**Given instruction**:
Please copy out the statement on the new rules for clergy abuse cases in full, word for word.

**Passage shown**:
=====

Pope Francis Issues New Rules for Cases of Clergy Abuse
Following decades of institutionalized secrecy in cases of clergy abuse, today Pope Francis has issued new rules relating to how such cases are handled, ostensibly aiming at creating more transparency. We hope that these reforms will lead to less secrecy in cases of abuse and more openness from church officials throughout the world.
Francis’ new institution, entitled Sulla riservatezza delle cause, means that cases of clergy abuse will no longer be treated as a “pontifical secret.” That institution has also raised the use of child pornography to the level of “grave edict,” and also stated that victims who come forward to report cannot be bound to silence by church officials.
These reforms are long overdue but symbolize an important step in the right direction. Still, right now they are only words on paper and what needs to happen next is concrete action. Symbols are not enough.
For years church officials have resisted releasing information publicly that could help protect children and support survivors, such as the names, whereabouts, and current status of accused clergy. In the United States, that trend has shifted in recent months thanks to pressure from parishioners and the public, yet many church officials still hold tightly to their secrets, refusing to release information about dangerous abusers to the public because of Vatican rules.
Now, that argument will no longer hold water.
But even though this edict has been handed down, we believe it is even more critical for secular professionals in law enforcement in the United States and abroad to continue investigating cases of clergy abuse without depending on the cooperation of church officials. The only reason that the church is dealing with this issue now is from the pressure that has been brought about through secular investigations. We hope this acknowledgement of secrecy and concealment from church officials will encourage police and prosecutors to go after these cases with more vigor, not less.
Now that this rule has been passed, we call on the remaining dioceses in the United States that have not yet released lists publicly to do so before the end of the year. This same move should be taken by every religious order – for both priests and nuns – and these lists should be prominently published and made publicly available. Those dioceses that have posted lists should update those lists with all of the known information about the abusers, especially with information relating to when each allegation was made, what steps were taken by officials in response, and when that abuser was finally removed from their position around children and vulnerable adults.

=====

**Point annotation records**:
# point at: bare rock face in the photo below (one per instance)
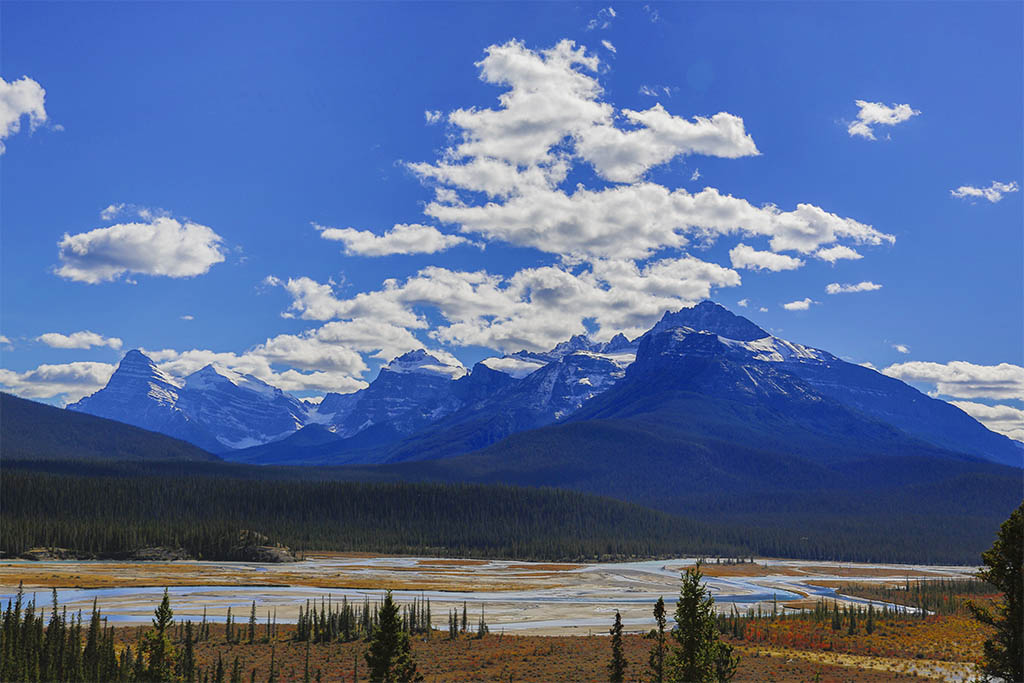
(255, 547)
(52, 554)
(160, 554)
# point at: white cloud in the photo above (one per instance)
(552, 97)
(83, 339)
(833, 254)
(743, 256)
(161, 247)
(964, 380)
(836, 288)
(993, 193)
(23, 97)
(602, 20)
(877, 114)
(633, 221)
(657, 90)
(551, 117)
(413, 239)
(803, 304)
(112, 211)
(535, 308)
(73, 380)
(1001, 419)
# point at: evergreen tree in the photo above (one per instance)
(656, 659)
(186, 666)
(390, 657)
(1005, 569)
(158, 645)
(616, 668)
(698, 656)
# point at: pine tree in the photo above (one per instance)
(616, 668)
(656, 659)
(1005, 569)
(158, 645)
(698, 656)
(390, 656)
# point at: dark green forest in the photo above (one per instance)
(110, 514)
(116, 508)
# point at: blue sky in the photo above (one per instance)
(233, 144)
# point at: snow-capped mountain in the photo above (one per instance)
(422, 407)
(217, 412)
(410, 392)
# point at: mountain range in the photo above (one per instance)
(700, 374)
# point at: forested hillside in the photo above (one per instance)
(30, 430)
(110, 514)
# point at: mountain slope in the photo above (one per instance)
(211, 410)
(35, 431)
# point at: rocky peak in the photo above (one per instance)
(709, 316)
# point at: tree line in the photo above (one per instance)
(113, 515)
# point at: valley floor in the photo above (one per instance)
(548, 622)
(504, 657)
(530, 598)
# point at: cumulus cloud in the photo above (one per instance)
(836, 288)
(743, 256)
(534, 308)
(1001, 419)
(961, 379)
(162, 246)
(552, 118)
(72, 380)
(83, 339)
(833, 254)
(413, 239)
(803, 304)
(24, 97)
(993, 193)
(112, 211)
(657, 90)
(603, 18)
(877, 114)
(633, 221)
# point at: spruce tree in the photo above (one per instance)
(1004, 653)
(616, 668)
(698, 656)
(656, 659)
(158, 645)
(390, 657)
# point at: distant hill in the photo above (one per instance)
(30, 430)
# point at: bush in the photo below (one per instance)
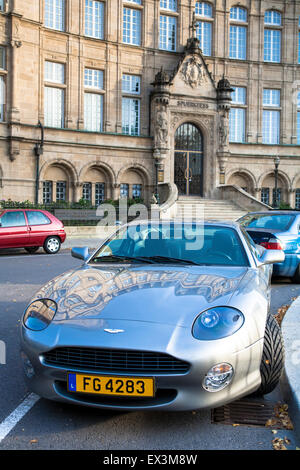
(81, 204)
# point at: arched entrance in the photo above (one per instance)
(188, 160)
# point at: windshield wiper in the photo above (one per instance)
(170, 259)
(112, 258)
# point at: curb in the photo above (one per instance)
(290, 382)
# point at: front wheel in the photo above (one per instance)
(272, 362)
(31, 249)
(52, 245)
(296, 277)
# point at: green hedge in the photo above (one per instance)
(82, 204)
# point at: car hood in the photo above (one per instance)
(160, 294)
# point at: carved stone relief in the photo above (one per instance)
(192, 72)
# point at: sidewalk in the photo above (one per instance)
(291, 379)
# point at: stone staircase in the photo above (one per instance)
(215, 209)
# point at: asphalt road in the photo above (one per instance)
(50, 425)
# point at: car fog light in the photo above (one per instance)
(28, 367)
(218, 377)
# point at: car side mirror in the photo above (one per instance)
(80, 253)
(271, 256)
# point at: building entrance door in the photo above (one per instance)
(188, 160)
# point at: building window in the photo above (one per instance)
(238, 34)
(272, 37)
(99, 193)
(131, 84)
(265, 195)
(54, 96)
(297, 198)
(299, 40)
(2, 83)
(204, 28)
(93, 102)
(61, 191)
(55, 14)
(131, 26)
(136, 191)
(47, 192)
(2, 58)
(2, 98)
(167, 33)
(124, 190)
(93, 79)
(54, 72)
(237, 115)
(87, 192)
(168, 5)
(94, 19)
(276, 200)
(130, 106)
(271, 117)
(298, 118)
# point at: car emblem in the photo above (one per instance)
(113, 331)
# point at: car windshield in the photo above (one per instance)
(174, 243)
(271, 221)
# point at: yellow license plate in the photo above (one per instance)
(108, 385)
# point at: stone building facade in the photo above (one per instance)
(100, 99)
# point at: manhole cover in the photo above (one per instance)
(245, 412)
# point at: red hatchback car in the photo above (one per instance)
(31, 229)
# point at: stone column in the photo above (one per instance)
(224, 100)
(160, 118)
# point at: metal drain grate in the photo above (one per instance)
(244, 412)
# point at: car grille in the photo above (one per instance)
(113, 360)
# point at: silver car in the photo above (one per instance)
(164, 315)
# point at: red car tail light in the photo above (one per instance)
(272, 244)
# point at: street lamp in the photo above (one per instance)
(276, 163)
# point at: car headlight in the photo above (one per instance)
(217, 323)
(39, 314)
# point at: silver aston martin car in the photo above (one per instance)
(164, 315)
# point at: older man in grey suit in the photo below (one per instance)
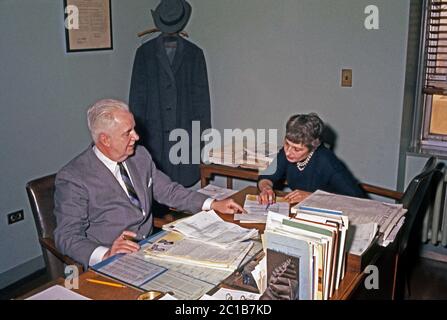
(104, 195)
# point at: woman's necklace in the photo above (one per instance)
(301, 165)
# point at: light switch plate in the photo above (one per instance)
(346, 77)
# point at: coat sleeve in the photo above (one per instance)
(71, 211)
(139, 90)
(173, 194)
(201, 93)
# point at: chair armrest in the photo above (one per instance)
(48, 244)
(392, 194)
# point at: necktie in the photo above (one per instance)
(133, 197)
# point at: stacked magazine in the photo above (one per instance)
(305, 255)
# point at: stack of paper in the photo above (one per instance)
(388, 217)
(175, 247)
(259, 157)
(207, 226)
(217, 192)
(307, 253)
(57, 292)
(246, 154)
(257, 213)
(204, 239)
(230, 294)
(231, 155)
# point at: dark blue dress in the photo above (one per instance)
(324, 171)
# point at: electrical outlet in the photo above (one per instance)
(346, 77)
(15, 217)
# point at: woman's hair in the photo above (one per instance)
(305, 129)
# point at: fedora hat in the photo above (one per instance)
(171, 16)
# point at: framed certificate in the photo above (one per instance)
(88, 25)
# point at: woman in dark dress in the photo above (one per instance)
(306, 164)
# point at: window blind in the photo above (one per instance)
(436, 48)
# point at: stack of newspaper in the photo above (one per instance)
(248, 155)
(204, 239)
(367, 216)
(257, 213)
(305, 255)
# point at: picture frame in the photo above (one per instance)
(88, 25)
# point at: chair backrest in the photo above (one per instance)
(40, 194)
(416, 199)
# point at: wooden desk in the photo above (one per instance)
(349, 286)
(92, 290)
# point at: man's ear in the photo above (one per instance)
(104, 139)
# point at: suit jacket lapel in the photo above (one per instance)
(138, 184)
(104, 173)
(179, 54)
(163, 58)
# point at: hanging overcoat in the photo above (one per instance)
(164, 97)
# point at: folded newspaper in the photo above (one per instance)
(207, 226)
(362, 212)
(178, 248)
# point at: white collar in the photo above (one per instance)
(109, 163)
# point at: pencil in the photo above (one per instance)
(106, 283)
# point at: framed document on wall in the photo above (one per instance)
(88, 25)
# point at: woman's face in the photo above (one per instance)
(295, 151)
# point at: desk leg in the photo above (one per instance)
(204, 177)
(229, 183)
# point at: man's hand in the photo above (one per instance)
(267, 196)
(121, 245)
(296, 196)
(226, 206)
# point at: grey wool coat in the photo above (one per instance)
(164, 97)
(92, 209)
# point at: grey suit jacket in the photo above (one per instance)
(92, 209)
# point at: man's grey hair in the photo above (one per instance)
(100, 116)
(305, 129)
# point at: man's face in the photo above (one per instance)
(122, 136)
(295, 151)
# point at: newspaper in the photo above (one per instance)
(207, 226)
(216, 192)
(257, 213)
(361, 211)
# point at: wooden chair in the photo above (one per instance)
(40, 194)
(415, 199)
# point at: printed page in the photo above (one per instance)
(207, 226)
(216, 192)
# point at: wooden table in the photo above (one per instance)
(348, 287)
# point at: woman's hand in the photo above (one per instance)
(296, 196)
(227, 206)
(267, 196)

=====

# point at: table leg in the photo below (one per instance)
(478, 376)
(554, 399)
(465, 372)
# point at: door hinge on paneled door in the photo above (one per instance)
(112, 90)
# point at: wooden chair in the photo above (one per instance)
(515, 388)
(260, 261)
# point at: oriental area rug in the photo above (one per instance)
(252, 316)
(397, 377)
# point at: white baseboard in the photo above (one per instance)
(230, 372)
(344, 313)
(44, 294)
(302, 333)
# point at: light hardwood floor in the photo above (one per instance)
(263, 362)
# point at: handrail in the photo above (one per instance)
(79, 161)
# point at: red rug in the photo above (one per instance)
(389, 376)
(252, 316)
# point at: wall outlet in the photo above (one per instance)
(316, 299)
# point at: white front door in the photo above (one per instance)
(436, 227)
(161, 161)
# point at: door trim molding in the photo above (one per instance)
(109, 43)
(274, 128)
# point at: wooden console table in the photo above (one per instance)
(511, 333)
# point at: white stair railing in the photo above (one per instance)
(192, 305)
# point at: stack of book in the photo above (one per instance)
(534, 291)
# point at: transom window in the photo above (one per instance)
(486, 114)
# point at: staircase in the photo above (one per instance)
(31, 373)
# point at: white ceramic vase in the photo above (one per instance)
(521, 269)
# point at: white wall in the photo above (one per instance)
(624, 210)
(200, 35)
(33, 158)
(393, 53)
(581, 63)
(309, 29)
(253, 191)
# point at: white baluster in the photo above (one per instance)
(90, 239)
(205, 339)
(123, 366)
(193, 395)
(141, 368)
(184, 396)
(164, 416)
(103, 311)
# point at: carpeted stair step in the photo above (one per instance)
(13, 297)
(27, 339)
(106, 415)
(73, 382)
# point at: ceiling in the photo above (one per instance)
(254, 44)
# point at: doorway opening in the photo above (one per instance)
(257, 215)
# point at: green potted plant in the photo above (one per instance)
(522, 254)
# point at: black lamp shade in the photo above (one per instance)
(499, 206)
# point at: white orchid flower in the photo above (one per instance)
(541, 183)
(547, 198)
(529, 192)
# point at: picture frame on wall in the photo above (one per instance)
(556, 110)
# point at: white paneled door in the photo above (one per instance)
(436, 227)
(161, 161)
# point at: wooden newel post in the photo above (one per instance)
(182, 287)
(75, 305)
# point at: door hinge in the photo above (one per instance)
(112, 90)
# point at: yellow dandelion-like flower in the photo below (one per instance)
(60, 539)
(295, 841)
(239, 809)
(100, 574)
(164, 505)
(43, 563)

=====

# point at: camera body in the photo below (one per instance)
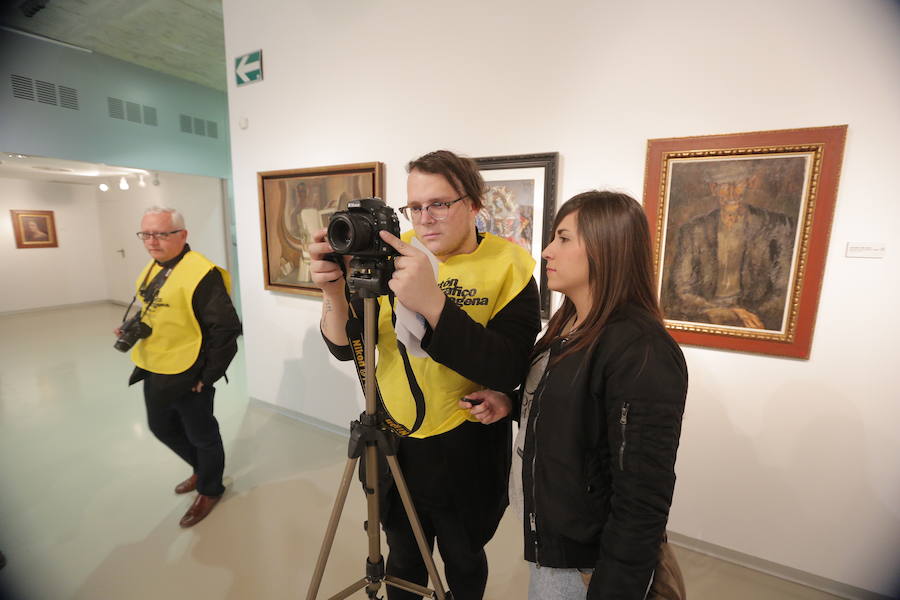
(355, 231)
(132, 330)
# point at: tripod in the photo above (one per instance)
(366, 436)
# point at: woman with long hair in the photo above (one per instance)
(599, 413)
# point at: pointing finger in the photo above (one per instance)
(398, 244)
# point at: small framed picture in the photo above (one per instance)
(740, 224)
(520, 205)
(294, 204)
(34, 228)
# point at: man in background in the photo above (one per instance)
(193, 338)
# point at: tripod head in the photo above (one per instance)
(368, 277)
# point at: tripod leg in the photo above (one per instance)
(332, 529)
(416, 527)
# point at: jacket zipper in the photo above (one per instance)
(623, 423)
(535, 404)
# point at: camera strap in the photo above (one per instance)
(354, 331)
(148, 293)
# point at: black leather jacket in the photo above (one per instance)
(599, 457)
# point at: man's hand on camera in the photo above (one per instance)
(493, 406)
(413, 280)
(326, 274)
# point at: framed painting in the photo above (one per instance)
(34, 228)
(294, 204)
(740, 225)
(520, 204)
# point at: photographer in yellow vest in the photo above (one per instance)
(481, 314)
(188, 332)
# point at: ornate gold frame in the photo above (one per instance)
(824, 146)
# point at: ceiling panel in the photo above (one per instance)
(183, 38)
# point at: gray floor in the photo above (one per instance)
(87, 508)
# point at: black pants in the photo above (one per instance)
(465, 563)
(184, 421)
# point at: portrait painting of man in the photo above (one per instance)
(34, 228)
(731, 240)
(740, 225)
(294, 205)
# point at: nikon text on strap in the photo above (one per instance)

=====

**Response to this exercise**:
Pope Francis Issues New Rules for Cases of Clergy Abuse
Following decades of institutionalized secrecy in cases of clergy abuse, today Pope Francis has issued new rules relating to how such cases are handled, ostensibly aiming at creating more transparency. We hope that these reforms will lead to less secrecy in cases of abuse and more openness from church officials throughout the world.
Francis’ new institution, entitled Sulla riservatezza delle cause, means that cases of clergy abuse will no longer be treated as a “pontifical secret.” That institution has also raised the use of child pornography to the level of “grave edict,” and also stated that victims who come forward to report cannot be bound to silence by church officials.
These reforms are long overdue but symbolize an important step in the right direction. Still, right now they are only words on paper and what needs to happen next is concrete action. Symbols are not enough.
For years church officials have resisted releasing information publicly that could help protect children and support survivors, such as the names, whereabouts, and current status of accused clergy. In the United States, that trend has shifted in recent months thanks to pressure from parishioners and the public, yet many church officials still hold tightly to their secrets, refusing to release information about dangerous abusers to the public because of Vatican rules.
Now, that argument will no longer hold water.
But even though this edict has been handed down, we believe it is even more critical for secular professionals in law enforcement in the United States and abroad to continue investigating cases of clergy abuse without depending on the cooperation of church officials. The only reason that the church is dealing with this issue now is from the pressure that has been brought about through secular investigations. We hope this acknowledgement of secrecy and concealment from church officials will encourage police and prosecutors to go after these cases with more vigor, not less.
Now that this rule has been passed, we call on the remaining dioceses in the United States that have not yet released lists publicly to do so before the end of the year. This same move should be taken by every religious order – for both priests and nuns – and these lists should be prominently published and made publicly available. Those dioceses that have posted lists should update those lists with all of the known information about the abusers, especially with information relating to when each allegation was made, what steps were taken by officials in response, and when that abuser was finally removed from their position around children and vulnerable adults.